▸ **Excerpt to read**
## Start
Custom Search

What Robots.txt is And Search Engine Robots Explained

You have a website and it has to be indexed by search engines so that users can find you through search engine search. This task is accomplished by search engine robots.

Search engine robot is also known as crawler or spider.

Search engine robots are also called search engine spiders, search engine crawlers, etc. These robots are human written software programs that can automatically and constantly visit millions of websites everyday and include what they find into search engine databases. This process is called crawling or spidering.

When a robot visits your site, the very first file it looks for is robots.txt file which should locate in your web root directory. That is the directory where your home page locates. For example,

Simply put, robots.txt gives you total control of

  1. which crawlers should visit your site.
  2. which part of your site should be visited and which part crawlers should stay away.

Using Robots.txt is not compulsory. If missing, search engine robots assume your entire site is allowed to be visited and indexed by any crawlers.

Search engine robots are automated crawling software that visit websites and travel the web via web links. Commercial robots follow The Robots Exclusion Protocol. Not all robots comply with the Protocol, but majorities do.

You can create robots.txt by using simple text editor such as Notepad. In this file, you control the following two things:

1. Which search engine robots can visit your site.
2. Which part of your site you allow search engine robots to visit and index.

robots.txt code examples:

If robots.txt file does not exist or the file exists but has empty content, it indicates that all robots are allowed to access any part of the site.
## End
▸ **Information supplied**
## Start
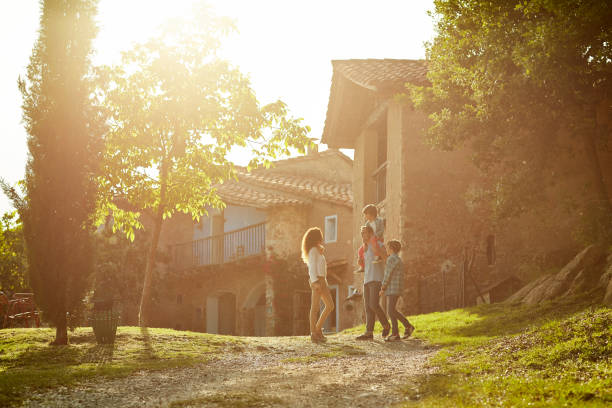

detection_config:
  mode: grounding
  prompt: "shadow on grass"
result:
[448,292,600,337]
[139,327,158,360]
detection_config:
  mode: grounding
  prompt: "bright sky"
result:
[0,0,433,214]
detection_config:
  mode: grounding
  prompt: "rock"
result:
[505,274,554,303]
[506,245,612,304]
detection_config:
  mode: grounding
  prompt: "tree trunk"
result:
[138,207,163,327]
[583,132,612,216]
[138,159,168,327]
[51,312,68,346]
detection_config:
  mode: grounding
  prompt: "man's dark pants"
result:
[387,295,412,335]
[363,281,389,333]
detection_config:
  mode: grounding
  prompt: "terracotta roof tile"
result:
[332,59,427,91]
[217,157,353,208]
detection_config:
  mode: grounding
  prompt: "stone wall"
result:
[266,206,310,258]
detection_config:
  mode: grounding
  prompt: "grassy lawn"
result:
[351,296,612,407]
[0,327,240,406]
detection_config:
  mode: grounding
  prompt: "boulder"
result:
[505,274,554,303]
[506,245,612,304]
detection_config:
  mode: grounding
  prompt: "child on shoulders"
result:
[357,204,386,272]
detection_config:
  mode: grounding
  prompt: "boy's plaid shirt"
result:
[382,254,404,295]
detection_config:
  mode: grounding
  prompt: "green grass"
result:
[372,296,612,407]
[0,327,241,406]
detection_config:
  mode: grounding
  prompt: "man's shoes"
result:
[317,330,327,343]
[385,334,401,341]
[402,325,414,339]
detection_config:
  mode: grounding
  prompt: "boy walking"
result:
[380,240,414,341]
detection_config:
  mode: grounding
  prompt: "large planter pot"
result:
[90,302,120,344]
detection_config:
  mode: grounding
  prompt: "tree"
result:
[411,0,612,241]
[0,212,28,292]
[99,8,309,326]
[4,0,101,344]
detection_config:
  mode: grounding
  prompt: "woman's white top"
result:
[308,247,327,282]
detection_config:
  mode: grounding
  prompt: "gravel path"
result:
[23,334,435,407]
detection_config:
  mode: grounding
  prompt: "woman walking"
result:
[302,227,334,343]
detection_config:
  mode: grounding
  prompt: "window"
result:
[325,215,338,244]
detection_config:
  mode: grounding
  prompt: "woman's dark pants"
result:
[387,295,412,336]
[363,281,389,333]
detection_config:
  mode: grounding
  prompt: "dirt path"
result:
[24,334,435,407]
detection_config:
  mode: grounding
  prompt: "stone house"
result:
[154,149,355,336]
[321,59,612,313]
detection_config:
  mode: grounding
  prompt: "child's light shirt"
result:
[308,247,327,282]
[366,217,385,241]
[363,245,384,284]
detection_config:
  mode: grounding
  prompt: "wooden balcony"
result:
[172,222,266,269]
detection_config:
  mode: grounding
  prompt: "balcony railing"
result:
[173,222,266,269]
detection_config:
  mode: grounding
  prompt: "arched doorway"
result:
[219,293,236,334]
[206,292,236,334]
[243,281,266,336]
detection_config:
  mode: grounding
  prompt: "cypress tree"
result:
[14,0,102,344]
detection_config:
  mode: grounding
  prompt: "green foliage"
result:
[0,327,240,406]
[0,212,28,292]
[10,0,102,343]
[390,296,612,407]
[97,7,310,326]
[411,0,612,241]
[92,228,147,309]
[99,8,309,239]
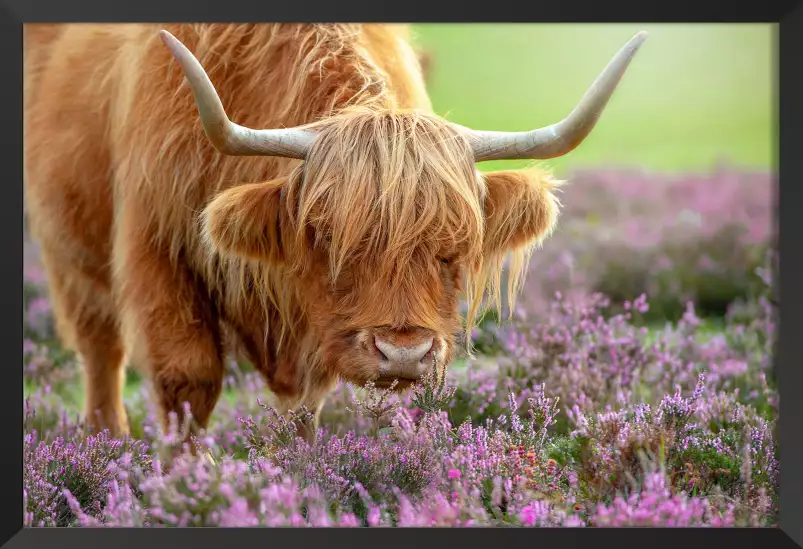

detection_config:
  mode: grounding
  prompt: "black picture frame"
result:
[0,0,803,549]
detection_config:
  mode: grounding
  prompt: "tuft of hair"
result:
[466,165,566,352]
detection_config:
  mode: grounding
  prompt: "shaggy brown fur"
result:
[20,24,558,434]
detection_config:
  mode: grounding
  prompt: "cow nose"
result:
[374,336,434,367]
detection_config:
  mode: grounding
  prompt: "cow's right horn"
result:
[159,30,315,159]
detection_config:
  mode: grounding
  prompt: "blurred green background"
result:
[414,23,775,174]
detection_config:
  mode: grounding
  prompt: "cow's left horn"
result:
[457,31,647,162]
[159,30,315,159]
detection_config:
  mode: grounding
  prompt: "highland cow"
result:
[25,24,645,435]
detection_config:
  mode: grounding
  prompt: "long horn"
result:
[159,30,315,159]
[457,31,647,162]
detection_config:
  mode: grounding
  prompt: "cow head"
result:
[161,31,646,388]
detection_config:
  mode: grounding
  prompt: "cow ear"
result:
[483,169,561,256]
[201,178,287,263]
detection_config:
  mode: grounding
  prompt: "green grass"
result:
[414,24,775,173]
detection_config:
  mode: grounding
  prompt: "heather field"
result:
[23,25,779,527]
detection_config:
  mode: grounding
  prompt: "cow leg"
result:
[42,249,128,436]
[116,227,224,432]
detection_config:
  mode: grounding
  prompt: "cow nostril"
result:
[374,338,390,361]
## End
▸ **Exercise prompt**
Copy out the whole robots.txt page above, word for word.

▸ **Result**
Custom Search

What Robots.txt is And Search Engine Robots Explained

You have a website and it has to be indexed by search engines so that users can find you through search engine search. This task is accomplished by search engine robots.

Search engine robot is also known as crawler or spider.

Search engine robots are also called search engine spiders, search engine crawlers, etc. These robots are human written software programs that can automatically and constantly visit millions of websites everyday and include what they find into search engine databases. This process is called crawling or spidering.

When a robot visits your site, the very first file it looks for is robots.txt file which should locate in your web root directory. That is the directory where your home page locates. For example,

Simply put, robots.txt gives you total control of

  1. which crawlers should visit your site.
  2. which part of your site should be visited and which part crawlers should stay away.

Using Robots.txt is not compulsory. If missing, search engine robots assume your entire site is allowed to be visited and indexed by any crawlers.

Search engine robots are automated crawling software that visit websites and travel the web via web links. Commercial robots follow The Robots Exclusion Protocol. Not all robots comply with the Protocol, but majorities do.

You can create robots.txt by using simple text editor such as Notepad. In this file, you control the following two things:

1. Which search engine robots can visit your site.
2. Which part of your site you allow search engine robots to visit and index.

robots.txt code examples:

If robots.txt file does not exist or the file exists but has empty content, it indicates that all robots are allowed to access any part of the site.